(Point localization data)
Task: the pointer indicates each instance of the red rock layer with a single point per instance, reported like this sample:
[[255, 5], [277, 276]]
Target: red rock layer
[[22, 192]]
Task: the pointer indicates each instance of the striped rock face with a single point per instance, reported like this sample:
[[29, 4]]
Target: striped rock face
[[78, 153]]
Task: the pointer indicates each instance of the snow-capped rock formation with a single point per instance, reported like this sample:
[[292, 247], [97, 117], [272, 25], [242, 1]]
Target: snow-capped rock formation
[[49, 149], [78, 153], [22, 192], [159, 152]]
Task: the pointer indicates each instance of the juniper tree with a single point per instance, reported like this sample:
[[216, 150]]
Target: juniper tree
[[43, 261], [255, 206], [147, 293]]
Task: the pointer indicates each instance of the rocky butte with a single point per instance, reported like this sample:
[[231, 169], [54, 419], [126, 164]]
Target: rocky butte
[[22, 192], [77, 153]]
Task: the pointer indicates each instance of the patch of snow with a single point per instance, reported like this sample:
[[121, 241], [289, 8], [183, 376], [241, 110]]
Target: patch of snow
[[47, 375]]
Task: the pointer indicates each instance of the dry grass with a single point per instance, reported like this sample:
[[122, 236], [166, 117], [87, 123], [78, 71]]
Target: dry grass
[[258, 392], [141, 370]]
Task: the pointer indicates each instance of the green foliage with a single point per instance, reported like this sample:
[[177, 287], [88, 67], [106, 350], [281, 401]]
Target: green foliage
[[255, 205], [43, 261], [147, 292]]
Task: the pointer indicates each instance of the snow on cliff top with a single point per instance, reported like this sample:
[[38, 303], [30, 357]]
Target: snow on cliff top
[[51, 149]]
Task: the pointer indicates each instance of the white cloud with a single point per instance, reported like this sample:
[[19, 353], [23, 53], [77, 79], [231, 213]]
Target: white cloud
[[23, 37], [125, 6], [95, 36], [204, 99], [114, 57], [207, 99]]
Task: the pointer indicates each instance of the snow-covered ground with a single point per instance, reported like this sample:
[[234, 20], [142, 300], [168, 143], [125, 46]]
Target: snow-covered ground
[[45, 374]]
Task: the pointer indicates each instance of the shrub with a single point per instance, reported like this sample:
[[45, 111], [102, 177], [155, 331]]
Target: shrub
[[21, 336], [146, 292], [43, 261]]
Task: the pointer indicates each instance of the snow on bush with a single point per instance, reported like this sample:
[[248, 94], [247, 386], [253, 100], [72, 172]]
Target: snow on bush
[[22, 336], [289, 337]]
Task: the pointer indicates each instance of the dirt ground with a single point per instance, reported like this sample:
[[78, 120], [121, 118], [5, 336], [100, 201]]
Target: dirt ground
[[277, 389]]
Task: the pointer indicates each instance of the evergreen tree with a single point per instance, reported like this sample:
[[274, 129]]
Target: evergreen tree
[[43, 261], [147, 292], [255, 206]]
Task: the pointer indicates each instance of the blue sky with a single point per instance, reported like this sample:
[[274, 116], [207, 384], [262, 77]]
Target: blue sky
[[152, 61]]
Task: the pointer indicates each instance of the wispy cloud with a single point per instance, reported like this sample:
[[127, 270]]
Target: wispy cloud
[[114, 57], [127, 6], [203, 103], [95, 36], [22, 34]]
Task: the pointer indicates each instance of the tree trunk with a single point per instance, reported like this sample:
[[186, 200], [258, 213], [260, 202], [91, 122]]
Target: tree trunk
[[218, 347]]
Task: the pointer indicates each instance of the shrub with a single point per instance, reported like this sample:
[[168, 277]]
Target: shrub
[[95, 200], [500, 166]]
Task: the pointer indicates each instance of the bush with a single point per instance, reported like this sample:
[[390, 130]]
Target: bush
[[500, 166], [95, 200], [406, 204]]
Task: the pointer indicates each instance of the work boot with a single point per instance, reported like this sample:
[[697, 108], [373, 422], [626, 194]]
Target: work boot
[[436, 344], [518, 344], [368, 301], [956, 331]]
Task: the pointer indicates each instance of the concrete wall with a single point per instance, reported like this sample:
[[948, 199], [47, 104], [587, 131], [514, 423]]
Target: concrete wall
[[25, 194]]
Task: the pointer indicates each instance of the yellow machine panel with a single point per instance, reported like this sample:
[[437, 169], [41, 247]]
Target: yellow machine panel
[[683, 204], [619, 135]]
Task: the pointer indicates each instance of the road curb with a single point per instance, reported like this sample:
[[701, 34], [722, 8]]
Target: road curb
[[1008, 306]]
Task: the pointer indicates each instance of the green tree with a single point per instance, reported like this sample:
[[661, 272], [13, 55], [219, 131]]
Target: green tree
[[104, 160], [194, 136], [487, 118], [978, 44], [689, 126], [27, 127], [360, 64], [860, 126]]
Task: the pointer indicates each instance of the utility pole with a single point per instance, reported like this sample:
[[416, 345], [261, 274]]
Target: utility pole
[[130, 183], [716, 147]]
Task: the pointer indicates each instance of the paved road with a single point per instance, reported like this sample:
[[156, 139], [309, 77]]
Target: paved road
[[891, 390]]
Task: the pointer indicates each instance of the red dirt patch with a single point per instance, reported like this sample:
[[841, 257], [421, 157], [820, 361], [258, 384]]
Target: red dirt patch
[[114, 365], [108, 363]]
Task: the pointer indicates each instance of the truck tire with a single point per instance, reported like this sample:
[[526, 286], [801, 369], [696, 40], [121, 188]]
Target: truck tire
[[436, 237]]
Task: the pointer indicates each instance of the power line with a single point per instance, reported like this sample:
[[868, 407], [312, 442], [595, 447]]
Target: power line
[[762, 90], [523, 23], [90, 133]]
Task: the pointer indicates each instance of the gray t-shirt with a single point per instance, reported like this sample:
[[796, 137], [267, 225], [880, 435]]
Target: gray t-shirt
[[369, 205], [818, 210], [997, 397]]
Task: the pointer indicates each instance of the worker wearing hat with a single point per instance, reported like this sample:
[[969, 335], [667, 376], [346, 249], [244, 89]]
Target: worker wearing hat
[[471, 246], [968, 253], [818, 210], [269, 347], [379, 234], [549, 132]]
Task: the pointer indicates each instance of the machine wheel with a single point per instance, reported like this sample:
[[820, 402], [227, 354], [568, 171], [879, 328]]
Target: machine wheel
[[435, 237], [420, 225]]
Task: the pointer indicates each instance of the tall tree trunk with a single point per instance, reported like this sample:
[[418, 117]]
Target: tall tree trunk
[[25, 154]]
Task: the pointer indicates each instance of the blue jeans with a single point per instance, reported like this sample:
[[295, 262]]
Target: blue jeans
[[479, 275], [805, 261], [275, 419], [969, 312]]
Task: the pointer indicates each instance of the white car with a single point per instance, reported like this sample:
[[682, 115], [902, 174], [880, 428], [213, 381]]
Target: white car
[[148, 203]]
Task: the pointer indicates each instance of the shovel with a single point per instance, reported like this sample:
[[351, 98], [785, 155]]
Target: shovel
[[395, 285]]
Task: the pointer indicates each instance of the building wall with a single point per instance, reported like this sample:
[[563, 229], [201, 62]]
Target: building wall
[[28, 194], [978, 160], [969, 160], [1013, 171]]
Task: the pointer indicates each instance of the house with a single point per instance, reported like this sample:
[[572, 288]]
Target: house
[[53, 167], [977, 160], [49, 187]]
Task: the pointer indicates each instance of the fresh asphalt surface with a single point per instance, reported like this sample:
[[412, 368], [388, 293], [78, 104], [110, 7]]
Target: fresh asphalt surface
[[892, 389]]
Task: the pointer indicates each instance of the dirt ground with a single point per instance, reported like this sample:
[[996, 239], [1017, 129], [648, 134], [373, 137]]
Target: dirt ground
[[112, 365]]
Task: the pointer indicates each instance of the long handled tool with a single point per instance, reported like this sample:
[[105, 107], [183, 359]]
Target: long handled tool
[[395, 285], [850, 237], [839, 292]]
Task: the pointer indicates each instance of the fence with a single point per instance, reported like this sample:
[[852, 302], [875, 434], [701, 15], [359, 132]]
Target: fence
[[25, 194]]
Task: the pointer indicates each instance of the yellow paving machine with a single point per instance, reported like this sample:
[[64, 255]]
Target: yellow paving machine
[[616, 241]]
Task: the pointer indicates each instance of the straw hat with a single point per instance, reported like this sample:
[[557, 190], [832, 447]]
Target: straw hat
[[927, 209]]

:: Task directions ::
Output exactly the span of lines beginning at the first line of the records and ending at the line that holds "Task: the pointer indicates each instance of the patch", inclusive, with no other text.

:: Output for this exercise ::
Task: the pointer indicates each instance of the red rock layer with a single point per instance, reported like this sample:
[[255, 5], [277, 276]]
Target: red rock layer
[[22, 192]]
Task: the pointer indicates each instance of the striped rock face with a single point per instance, reported like this sample:
[[29, 4]]
Target: striped rock face
[[78, 153]]
Task: the pointer indicates each instance of the snow-capped rock formation with a single point per instance, reported like this sample:
[[292, 247], [97, 117], [272, 25], [242, 1]]
Target: snow-capped rock formation
[[49, 149], [78, 153], [22, 192], [159, 152]]
Task: the pointer indicates each instance of the juniper tree with a single point per instance, reported like this sample:
[[216, 150]]
Target: juniper tree
[[43, 261], [255, 206], [147, 293]]
Task: the pointer indicates each instance of the rocky butte with a single point per instance, reported like this sample:
[[231, 169], [54, 419], [126, 164]]
Target: rocky butte
[[22, 192], [77, 153]]
Task: the pointer indicates each instance of the patch of snow with a single point per instance, reported like this sample:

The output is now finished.